BEGIN Recorded data

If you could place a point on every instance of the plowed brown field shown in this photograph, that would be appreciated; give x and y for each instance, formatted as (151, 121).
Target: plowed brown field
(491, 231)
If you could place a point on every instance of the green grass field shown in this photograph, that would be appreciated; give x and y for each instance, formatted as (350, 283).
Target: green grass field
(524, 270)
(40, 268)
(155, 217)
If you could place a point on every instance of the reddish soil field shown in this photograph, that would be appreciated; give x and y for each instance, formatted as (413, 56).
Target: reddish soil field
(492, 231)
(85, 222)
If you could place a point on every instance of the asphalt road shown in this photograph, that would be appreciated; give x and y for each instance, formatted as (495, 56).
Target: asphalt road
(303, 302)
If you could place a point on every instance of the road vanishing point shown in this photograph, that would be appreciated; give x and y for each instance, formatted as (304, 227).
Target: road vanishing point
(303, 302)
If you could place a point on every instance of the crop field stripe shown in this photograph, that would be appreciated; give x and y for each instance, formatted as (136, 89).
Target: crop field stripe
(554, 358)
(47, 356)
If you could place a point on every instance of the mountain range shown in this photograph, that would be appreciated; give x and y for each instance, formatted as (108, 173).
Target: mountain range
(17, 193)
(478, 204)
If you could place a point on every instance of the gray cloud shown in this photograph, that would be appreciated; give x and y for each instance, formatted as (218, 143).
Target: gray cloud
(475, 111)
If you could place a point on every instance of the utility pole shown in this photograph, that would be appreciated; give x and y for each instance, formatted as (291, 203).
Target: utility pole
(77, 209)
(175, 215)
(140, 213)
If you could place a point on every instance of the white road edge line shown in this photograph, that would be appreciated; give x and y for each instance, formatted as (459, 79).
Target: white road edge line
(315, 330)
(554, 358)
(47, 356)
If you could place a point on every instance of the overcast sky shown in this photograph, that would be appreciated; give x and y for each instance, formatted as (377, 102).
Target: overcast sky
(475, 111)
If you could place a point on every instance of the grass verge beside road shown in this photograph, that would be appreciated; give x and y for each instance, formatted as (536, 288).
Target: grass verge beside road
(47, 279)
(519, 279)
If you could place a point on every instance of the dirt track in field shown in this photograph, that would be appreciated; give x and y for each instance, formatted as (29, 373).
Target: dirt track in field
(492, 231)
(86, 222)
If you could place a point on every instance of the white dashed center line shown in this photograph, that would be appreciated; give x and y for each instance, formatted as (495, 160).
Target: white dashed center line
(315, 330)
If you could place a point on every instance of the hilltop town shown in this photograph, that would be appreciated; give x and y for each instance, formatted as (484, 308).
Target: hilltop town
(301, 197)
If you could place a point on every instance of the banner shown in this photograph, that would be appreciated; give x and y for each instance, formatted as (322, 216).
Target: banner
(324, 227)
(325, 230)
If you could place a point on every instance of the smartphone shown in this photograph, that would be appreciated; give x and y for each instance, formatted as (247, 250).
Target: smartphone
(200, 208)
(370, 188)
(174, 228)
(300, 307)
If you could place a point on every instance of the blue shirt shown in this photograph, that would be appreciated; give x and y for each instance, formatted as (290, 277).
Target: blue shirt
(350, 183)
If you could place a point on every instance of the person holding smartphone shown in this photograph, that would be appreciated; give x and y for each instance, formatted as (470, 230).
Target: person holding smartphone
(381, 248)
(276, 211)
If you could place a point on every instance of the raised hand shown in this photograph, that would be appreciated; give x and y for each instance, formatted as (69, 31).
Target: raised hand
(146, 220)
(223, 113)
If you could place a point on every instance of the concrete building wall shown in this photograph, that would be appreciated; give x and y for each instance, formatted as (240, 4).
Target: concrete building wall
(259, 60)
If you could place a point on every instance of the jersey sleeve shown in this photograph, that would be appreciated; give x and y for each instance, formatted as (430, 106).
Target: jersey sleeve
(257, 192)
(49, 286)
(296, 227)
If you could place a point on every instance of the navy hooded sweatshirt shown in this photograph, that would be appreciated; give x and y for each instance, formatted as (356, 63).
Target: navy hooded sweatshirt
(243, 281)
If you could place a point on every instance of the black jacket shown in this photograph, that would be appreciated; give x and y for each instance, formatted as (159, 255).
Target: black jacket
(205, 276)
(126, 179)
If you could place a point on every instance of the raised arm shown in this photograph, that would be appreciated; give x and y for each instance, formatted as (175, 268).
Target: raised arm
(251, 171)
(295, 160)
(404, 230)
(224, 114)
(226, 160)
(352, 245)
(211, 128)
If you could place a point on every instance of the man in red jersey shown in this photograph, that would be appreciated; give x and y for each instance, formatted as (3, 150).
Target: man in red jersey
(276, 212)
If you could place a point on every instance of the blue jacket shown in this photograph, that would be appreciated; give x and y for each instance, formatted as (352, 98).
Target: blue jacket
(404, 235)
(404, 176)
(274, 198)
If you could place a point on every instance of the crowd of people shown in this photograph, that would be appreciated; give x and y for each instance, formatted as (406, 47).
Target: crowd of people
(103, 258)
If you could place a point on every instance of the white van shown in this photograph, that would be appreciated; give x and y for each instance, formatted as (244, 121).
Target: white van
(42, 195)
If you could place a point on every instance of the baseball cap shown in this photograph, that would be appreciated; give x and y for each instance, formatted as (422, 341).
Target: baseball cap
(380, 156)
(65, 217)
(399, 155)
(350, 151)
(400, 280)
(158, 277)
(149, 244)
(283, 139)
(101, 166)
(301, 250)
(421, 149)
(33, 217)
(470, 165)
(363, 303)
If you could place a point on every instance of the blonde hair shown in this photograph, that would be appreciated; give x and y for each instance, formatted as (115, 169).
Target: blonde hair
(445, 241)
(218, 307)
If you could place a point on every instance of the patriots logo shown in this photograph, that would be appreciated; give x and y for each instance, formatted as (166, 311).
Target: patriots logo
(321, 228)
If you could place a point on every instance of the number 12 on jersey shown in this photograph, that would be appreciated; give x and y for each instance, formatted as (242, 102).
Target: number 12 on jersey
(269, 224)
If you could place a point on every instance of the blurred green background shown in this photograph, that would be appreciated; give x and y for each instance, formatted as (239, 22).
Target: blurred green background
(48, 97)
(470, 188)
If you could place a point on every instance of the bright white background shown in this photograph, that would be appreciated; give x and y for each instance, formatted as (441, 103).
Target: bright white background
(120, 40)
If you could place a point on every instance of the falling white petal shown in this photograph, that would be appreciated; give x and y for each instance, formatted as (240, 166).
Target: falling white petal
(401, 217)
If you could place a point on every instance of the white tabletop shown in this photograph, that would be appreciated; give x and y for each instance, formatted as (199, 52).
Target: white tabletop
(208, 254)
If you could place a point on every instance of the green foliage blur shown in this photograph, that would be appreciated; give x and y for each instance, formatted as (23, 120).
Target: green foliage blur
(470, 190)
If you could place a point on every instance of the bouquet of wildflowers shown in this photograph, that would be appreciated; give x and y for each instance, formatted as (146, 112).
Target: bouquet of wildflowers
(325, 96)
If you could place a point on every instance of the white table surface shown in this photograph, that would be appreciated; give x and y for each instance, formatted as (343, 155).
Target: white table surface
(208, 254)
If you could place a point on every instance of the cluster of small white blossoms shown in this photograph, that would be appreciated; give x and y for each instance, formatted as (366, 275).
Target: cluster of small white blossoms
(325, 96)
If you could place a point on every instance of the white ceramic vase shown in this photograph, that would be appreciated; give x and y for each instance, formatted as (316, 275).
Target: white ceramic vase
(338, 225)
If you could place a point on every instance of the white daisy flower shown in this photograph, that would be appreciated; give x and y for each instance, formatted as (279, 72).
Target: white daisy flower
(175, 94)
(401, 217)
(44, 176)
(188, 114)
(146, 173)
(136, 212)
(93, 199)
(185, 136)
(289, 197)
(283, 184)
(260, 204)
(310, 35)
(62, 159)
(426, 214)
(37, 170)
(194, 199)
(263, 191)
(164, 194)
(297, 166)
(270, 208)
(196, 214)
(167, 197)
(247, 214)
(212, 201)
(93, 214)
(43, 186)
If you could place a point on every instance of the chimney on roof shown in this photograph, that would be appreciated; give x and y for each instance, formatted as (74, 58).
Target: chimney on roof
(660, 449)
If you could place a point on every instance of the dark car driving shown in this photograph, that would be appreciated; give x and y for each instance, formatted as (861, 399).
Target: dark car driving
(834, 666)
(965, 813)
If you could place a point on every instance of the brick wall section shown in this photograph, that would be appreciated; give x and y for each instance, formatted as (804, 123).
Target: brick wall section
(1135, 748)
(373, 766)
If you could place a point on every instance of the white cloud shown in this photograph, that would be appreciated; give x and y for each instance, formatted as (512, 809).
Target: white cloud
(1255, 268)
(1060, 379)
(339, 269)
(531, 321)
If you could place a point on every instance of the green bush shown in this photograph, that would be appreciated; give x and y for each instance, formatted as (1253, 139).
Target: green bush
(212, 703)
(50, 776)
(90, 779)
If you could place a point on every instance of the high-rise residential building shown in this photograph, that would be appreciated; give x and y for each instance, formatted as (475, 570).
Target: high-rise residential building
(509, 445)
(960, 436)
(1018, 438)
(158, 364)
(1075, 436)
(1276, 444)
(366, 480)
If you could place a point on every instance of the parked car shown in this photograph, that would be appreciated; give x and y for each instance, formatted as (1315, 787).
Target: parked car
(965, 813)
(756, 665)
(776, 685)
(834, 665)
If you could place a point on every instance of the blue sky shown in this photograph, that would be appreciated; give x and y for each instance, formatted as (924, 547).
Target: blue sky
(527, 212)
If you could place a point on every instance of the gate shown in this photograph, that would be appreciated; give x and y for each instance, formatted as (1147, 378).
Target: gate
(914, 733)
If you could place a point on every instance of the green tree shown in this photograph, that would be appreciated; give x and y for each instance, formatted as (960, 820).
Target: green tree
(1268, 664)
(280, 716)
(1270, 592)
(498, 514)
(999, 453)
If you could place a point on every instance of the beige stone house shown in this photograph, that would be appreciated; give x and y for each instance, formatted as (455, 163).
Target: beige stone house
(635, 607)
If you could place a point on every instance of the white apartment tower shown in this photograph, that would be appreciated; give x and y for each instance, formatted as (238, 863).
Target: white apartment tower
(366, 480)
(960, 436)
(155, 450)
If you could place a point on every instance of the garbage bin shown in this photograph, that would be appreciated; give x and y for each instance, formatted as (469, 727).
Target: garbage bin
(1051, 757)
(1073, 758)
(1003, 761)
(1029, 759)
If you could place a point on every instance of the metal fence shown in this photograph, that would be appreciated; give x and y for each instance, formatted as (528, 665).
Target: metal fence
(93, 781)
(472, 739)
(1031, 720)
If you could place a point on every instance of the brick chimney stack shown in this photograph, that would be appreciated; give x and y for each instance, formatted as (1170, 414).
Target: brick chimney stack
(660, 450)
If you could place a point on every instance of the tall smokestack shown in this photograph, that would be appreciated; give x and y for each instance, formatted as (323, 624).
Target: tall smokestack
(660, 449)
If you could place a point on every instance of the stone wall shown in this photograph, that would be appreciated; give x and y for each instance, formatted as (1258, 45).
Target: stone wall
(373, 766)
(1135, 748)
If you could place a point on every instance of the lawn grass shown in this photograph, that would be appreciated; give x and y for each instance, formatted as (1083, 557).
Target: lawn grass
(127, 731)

END Recorded data

| What this task involves |
Lines from the one containing "as (528, 665)." through the final line are to be given again verbatim, with nothing before or after.

| Output for this exercise |
If you could place a point on every instance of the metal fence shown in this photograph, that would be appreciated; give x and y for each instance, formatted as (528, 665).
Target: metal fence
(93, 781)
(472, 739)
(1031, 720)
If you could place a point on every instance of the brick chimney stack shown in this photograph, that would be appreciated; give x and y for each instance, formatted as (1170, 414).
Target: brick chimney stack
(660, 450)
If you could place a point on every instance of the tall smokestack shown in this photograph, that would be appreciated; give x and y for each instance, formatted as (323, 624).
Target: tall smokestack
(660, 449)
If you could place a point on every instance of the stone wall shown in this photograph, that would be appreciated; give x and y for each instance, formatted as (1258, 45).
Target: stone wall
(373, 766)
(1135, 748)
If you could place a point on every instance of the lawn grass shown in this photograph, that would be appreciated; give x and y for each instance, formatted as (1083, 557).
Target: lawn grass
(127, 731)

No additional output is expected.